• Written request
Copy the lines below verbatim.

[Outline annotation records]

* start *

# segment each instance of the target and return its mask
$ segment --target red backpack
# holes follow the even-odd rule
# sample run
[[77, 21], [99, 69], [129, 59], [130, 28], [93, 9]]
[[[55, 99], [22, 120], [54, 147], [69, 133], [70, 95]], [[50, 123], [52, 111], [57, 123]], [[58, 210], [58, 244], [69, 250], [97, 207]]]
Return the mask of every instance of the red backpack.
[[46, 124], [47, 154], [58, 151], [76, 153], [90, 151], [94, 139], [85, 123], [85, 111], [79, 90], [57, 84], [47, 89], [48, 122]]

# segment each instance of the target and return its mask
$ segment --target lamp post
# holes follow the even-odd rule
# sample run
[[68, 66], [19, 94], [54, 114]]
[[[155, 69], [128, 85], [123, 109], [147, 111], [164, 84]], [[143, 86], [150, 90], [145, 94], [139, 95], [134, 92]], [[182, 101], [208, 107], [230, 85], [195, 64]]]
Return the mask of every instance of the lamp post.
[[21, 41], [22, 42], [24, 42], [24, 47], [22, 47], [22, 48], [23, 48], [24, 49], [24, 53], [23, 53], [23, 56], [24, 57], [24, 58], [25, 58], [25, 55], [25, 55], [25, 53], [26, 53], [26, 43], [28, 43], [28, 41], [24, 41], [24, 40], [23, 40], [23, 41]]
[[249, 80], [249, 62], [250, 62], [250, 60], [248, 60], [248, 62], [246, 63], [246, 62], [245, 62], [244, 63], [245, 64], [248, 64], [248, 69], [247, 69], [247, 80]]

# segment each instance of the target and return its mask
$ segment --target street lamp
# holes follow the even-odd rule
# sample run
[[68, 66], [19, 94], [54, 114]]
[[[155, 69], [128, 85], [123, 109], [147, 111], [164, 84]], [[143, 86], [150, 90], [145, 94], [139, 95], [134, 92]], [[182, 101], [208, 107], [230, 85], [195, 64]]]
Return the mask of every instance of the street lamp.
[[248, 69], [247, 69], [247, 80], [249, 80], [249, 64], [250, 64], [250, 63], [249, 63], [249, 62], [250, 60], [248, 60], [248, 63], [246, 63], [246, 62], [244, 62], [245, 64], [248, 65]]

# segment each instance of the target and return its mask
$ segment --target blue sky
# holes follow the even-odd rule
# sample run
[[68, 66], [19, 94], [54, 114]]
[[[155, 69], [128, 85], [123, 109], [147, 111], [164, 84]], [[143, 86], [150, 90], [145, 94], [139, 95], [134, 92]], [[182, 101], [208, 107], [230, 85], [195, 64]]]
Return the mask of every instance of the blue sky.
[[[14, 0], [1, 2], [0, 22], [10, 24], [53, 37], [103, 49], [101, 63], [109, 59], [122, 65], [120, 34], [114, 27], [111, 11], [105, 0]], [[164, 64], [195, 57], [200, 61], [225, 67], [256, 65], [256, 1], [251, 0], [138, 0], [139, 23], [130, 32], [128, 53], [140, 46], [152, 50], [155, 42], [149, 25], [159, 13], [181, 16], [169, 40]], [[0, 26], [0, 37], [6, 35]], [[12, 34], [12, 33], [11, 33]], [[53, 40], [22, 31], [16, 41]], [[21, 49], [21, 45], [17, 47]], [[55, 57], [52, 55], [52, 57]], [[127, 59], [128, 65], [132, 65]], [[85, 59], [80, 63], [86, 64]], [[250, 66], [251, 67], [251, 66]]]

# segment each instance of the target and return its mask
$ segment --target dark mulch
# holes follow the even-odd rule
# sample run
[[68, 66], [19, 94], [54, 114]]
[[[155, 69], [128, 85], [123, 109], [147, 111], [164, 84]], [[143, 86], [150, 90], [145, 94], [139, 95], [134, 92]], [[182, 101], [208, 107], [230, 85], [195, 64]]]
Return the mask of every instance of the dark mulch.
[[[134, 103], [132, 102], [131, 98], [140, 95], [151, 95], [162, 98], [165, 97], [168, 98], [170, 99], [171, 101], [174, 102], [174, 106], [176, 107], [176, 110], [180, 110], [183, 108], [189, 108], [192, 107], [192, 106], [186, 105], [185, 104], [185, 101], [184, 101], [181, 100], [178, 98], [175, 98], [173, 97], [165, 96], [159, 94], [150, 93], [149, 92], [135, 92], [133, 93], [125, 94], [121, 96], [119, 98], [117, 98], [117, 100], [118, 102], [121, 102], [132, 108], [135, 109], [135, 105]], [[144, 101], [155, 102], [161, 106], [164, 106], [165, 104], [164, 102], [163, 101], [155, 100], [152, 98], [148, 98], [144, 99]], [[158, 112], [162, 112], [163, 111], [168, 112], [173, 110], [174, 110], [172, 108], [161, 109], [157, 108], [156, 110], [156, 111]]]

* end *

• Answer below
# segment each instance of the target and return its mask
$ segment --target red backpack
# holes follow the even-odd rule
# sample run
[[77, 21], [99, 69], [129, 59], [130, 28], [93, 9]]
[[[55, 99], [22, 120], [54, 147], [69, 133], [70, 95]], [[50, 123], [52, 111], [57, 123]], [[58, 210], [58, 244], [69, 250], [97, 207]]]
Return the mask of every instance of the red backpack.
[[46, 124], [47, 154], [58, 151], [76, 153], [90, 151], [94, 139], [85, 123], [85, 111], [79, 90], [57, 84], [47, 89], [48, 122]]

# segment each instance of the target and return its mask
$ segment --target lamp post
# holes follow the even-odd rule
# sample run
[[68, 66], [19, 94], [54, 114]]
[[[155, 69], [128, 85], [123, 109], [147, 111], [164, 84]], [[143, 86], [150, 90], [145, 94], [139, 95], [134, 92]], [[182, 101], [208, 107], [230, 85], [195, 64]]]
Return the mask of every instance of the lamp post.
[[21, 41], [22, 42], [24, 42], [24, 47], [22, 47], [22, 48], [23, 48], [24, 49], [24, 53], [23, 53], [23, 56], [24, 57], [24, 58], [25, 58], [25, 55], [25, 55], [25, 53], [26, 53], [26, 43], [28, 43], [28, 41], [24, 41], [24, 40], [23, 40], [23, 41]]
[[249, 80], [249, 62], [250, 62], [250, 60], [248, 60], [248, 62], [246, 63], [246, 62], [245, 62], [244, 63], [245, 64], [248, 64], [248, 69], [247, 69], [247, 80]]

# segment each instance of the target and return its mask
$ segment --target street lamp
# holes follow the even-odd rule
# sample run
[[68, 66], [19, 94], [54, 114]]
[[[155, 69], [128, 85], [123, 109], [147, 111], [164, 84]], [[143, 86], [150, 90], [145, 94], [139, 95], [134, 92]], [[182, 101], [208, 107], [230, 85], [195, 64]]]
Return the mask of every instance of the street lamp.
[[248, 69], [247, 69], [247, 80], [249, 80], [249, 64], [250, 64], [250, 63], [249, 63], [249, 62], [250, 60], [248, 60], [248, 63], [246, 63], [246, 62], [244, 62], [245, 64], [248, 65]]

# segment each instance of the target and return its mask
$ segment --target blue sky
# holes follow the even-odd rule
# sample run
[[68, 66], [19, 94], [54, 114]]
[[[155, 69], [128, 85], [123, 109], [147, 111], [164, 84]], [[143, 86], [150, 90], [145, 94], [139, 95], [134, 92]], [[182, 101], [208, 107], [230, 85], [195, 64]]]
Return the mask of every instance of the blue sky.
[[[14, 0], [1, 2], [0, 22], [10, 24], [53, 37], [103, 49], [101, 63], [109, 59], [122, 65], [120, 34], [114, 27], [111, 11], [105, 0]], [[164, 64], [195, 57], [200, 61], [225, 67], [256, 65], [256, 1], [251, 0], [138, 0], [139, 23], [130, 32], [128, 53], [140, 46], [152, 50], [155, 42], [149, 25], [159, 13], [181, 16], [169, 40]], [[0, 26], [0, 37], [6, 35]], [[12, 34], [12, 33], [11, 33]], [[53, 40], [22, 31], [16, 41]], [[21, 49], [21, 45], [17, 47]], [[55, 57], [52, 55], [52, 57]], [[127, 59], [128, 65], [132, 65]], [[85, 59], [80, 63], [86, 64]], [[250, 66], [251, 67], [251, 66]]]

# segment each instance of the target and return its mask
$ segment --target dark mulch
# holes follow the even-odd rule
# sample run
[[68, 66], [19, 94], [54, 114]]
[[[155, 69], [128, 85], [123, 109], [147, 111], [164, 84]], [[143, 86], [150, 90], [145, 94], [139, 95], [134, 92]], [[182, 101], [208, 107], [230, 85], [195, 64]]]
Return the mask of every instance of the dark mulch.
[[[134, 103], [132, 102], [131, 98], [140, 95], [151, 95], [162, 98], [165, 97], [168, 98], [170, 99], [171, 101], [174, 102], [174, 106], [176, 107], [176, 110], [180, 110], [183, 108], [189, 108], [192, 107], [192, 106], [186, 105], [185, 104], [185, 101], [184, 101], [181, 100], [178, 98], [175, 98], [173, 97], [165, 96], [159, 94], [150, 93], [149, 92], [135, 92], [133, 93], [125, 94], [121, 96], [119, 98], [117, 98], [117, 100], [118, 102], [121, 102], [132, 108], [135, 109], [135, 105]], [[144, 101], [155, 102], [161, 106], [164, 106], [165, 104], [164, 102], [163, 101], [155, 100], [152, 98], [148, 98], [144, 99]], [[158, 112], [162, 112], [163, 111], [168, 112], [173, 110], [174, 110], [172, 108], [161, 109], [157, 108], [156, 110], [156, 111]]]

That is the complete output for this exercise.